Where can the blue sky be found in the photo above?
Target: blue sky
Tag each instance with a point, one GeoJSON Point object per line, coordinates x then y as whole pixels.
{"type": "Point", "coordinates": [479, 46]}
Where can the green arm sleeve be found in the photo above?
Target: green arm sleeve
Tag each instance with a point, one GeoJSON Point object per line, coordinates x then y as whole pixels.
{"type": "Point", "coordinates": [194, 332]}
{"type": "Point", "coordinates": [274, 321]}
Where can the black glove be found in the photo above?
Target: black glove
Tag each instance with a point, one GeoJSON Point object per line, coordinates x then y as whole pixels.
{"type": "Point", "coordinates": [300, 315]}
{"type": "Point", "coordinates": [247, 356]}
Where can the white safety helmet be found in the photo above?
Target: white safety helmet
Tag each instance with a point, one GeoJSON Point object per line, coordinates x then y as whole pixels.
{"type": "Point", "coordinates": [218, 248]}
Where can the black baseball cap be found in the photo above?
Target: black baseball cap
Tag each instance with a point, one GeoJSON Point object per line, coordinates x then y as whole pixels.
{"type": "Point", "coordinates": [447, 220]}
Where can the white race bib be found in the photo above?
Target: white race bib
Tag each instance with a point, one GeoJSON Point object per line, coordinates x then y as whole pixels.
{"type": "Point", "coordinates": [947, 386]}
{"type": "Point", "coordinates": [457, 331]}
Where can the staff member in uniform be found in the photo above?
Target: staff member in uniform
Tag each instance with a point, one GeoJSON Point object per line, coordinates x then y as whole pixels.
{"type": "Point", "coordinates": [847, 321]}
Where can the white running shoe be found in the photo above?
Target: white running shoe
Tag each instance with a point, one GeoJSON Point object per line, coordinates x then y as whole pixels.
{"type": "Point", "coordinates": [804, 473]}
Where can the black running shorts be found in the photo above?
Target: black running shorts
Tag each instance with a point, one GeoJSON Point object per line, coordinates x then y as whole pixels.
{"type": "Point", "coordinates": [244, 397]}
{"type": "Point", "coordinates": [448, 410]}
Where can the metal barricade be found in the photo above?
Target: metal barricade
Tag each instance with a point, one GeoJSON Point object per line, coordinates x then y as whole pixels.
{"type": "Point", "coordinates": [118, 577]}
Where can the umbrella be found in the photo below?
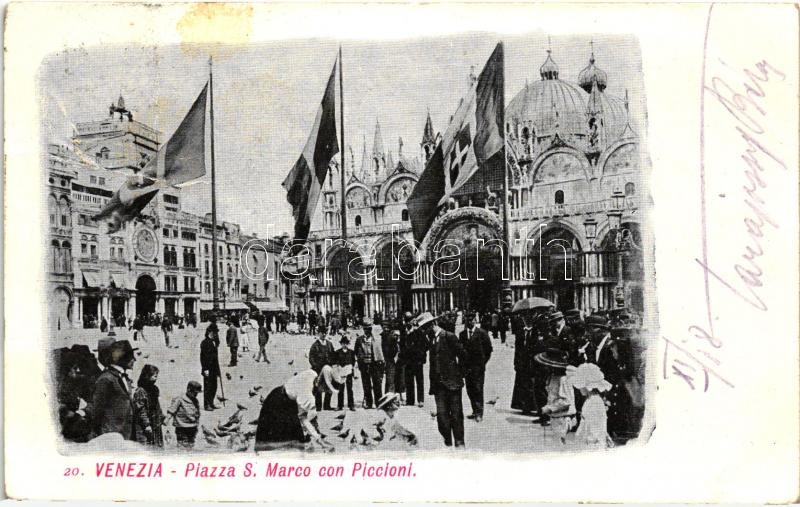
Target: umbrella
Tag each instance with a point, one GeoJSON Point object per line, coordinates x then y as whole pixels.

◆ ◆ ◆ ◆ ◆ ◆ ◆

Rewrite every one of the items above, replacing "whole pixels" with "integer pixels" wherever it occurs and changing nothing else. Leave the pictures out of your answer.

Where can the blue sky be found in the photo above?
Target: blue sky
Tag each instance with a point, one GeoJSON Point object per line, coordinates x then y as integer pixels.
{"type": "Point", "coordinates": [479, 46]}
Where can the green arm sleeve be found in the photo above?
Target: green arm sleeve
Tag each instance with a point, one GeoJSON Point object per line, coordinates x then y as integer pixels.
{"type": "Point", "coordinates": [194, 332]}
{"type": "Point", "coordinates": [274, 321]}
Where can the black glove be found in the photo above?
Target: black glove
Tag each instance with a point, one GeoJSON Point object per line, coordinates x then y as integer pixels.
{"type": "Point", "coordinates": [300, 315]}
{"type": "Point", "coordinates": [247, 356]}
Where can the white safety helmet be found in the photo above?
Target: white safety helmet
Tag each instance with a point, one GeoJSON Point object per line, coordinates x then y as integer pixels.
{"type": "Point", "coordinates": [218, 248]}
Where can the black baseball cap be found in the photo above?
Target: black baseball cap
Tag each instance with a point, one GeoJSON Point object per line, coordinates x then y as integer pixels.
{"type": "Point", "coordinates": [447, 220]}
Where can the white race bib be found in the photo above?
Target: white race bib
Tag each instance with a point, one GeoJSON Point object per line, coordinates x then y as integer pixels.
{"type": "Point", "coordinates": [947, 386]}
{"type": "Point", "coordinates": [457, 331]}
Where can the staff member in uniform be found in the photo above?
Target: staff member in uniform
Tag each instance with a point, one GeoJSON Point object per line, coordinates x then y as integer pixels.
{"type": "Point", "coordinates": [847, 321]}
Where can the white running shoe be found in the photo above?
Target: white running shoe
Tag each instance with a point, one GeoJSON Point object per line, coordinates x then y as integer pixels.
{"type": "Point", "coordinates": [804, 473]}
Where can the black running shorts be found in the photo above?
Target: black running shorts
Tag each instance with a point, one GeoJSON Point object per line, coordinates x then y as integer pixels.
{"type": "Point", "coordinates": [244, 397]}
{"type": "Point", "coordinates": [448, 410]}
Where can the metal barricade be found in the photo above?
Target: metal barricade
Tag each instance with a point, one GeoJSON Point object per line, coordinates x then y as integer pixels.
{"type": "Point", "coordinates": [118, 577]}
Where can the umbrella be found in the photo below?
Target: umbrella
Tag each instance with a point, one GeoJSON Point object per line, coordinates x then y as integer pixels.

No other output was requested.